◆ Instructions for the task ◆
Please give the entries again in full and exactly, without any picture.

◆ Record list ◆
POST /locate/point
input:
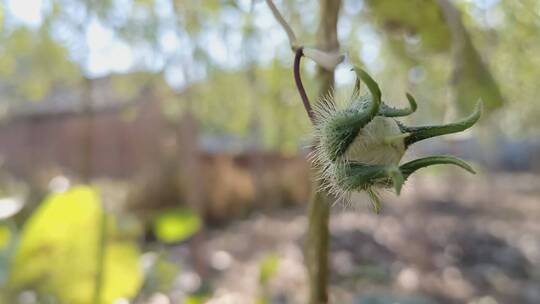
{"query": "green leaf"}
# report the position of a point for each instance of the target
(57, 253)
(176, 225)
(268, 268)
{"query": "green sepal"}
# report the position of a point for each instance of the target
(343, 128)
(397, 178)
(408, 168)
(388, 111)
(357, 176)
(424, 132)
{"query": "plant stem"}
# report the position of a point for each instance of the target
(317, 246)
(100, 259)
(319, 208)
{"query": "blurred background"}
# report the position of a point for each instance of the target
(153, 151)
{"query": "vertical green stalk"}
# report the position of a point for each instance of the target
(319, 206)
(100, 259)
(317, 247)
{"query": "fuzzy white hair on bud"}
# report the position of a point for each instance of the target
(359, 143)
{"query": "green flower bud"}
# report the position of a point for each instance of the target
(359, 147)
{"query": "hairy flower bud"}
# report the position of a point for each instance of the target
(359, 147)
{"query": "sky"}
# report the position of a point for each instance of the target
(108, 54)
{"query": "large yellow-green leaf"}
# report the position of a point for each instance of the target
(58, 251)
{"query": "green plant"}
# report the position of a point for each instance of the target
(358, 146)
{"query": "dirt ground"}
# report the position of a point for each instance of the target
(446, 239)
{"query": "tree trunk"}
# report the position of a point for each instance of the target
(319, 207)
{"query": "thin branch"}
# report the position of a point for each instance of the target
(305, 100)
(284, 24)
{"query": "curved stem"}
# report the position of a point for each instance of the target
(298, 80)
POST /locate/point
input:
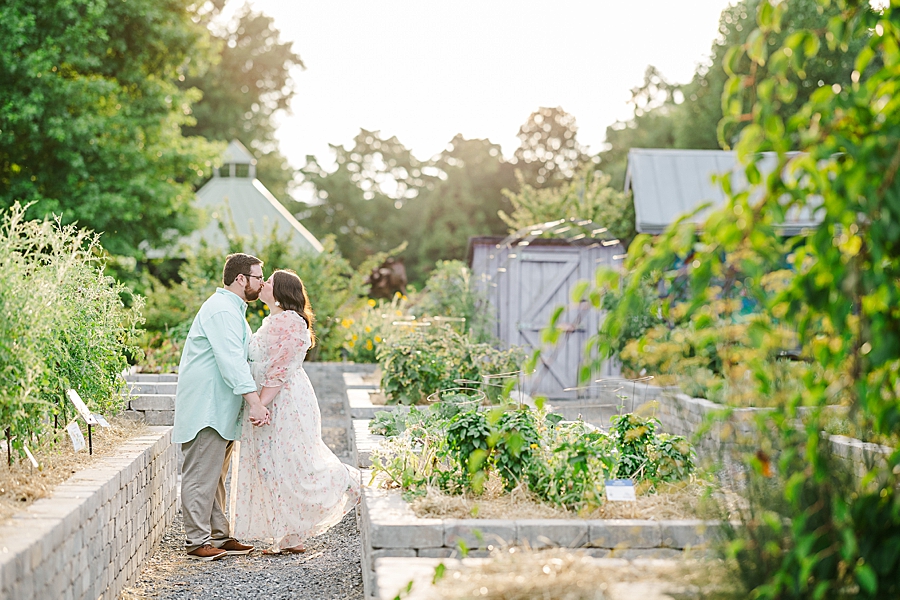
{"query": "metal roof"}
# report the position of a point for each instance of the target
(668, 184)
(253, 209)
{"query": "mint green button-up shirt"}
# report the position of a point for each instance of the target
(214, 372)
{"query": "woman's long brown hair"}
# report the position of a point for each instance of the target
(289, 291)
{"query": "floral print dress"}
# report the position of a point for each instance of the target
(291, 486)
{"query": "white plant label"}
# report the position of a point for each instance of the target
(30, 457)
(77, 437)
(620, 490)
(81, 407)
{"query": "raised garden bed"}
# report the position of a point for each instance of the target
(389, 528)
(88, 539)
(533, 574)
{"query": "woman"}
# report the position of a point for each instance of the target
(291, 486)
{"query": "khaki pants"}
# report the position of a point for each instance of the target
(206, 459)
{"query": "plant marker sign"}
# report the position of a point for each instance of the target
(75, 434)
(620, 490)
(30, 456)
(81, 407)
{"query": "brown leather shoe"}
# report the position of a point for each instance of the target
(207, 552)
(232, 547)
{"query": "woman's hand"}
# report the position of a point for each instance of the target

◆ Exercise result ◆
POST /locate/point
input:
{"query": "green leaf"}
# report the position of a point for each instance of the target
(57, 253)
(176, 225)
(268, 268)
{"query": "green sepal"}
# report the position of a point for each instance of the target
(343, 128)
(397, 178)
(408, 168)
(388, 111)
(357, 176)
(424, 132)
{"query": "plant stem"}
# report the position of a point for each instance of the target
(317, 246)
(100, 259)
(319, 208)
{"query": "blurred background"}
# report the position of a point for each instance of the target
(153, 151)
{"query": "vertical green stalk"}
# report the position of a point for each instance of the target
(319, 206)
(100, 259)
(317, 247)
{"query": "fuzzy white hair on bud"}
# report the position of a point for each instance of the target
(359, 143)
{"query": "green flower bud"}
# report the position of a point for each instance of the target
(359, 147)
{"query": "hairy flower bud"}
# report the position of a point for each instance of the target
(359, 147)
{"query": "sky"}
# report the position of a point for each instance of the target
(108, 54)
{"query": "large yellow-green leaf"}
# report the position of a point for each instance of the target
(58, 251)
{"query": "green plant"}
# report the position of a point for each instance of the target
(358, 146)
{"query": "dirt ground"}
# report the position of a point for each instance of the target
(446, 239)
{"query": "tree trunk"}
# report the position of a point for each instance of the target
(319, 207)
{"query": "thin branch"}
# report the position of a point for each instance of the target
(305, 100)
(284, 24)
{"query": "curved stem"}
# report the position of a point for each instance of the target
(298, 80)
POST /locate/point
input:
{"query": "metal roof"}
# report the position of a point for each instance of the target
(668, 184)
(253, 209)
{"query": "mint green button-up shirt"}
# report the position of a point for each instance of the target
(214, 372)
{"query": "woman's long brown hair"}
# report the position of a point for each instance of the target
(289, 291)
{"query": "floral print dress"}
# report the position of a point for each instance of the target
(291, 486)
{"query": "white plant label"}
# report the position of a point for each instance of the target
(30, 457)
(77, 437)
(620, 490)
(81, 407)
{"query": "raised garden bed"}
# report the position of a point for each instance of the target
(389, 528)
(88, 539)
(533, 574)
{"query": "woman"}
# report the position of a point for each instance of the target
(291, 486)
{"query": "khaki pants"}
# report the position of a point for each instance of the target
(206, 459)
{"query": "plant marker sign"}
# report the position of a point for each instance of the target
(75, 434)
(620, 490)
(30, 456)
(81, 407)
{"query": "brown leather shoe"}
# report the position of a point for each instance of the target
(207, 552)
(232, 547)
{"query": "woman's hand"}
# report the position of a point for each instance of the target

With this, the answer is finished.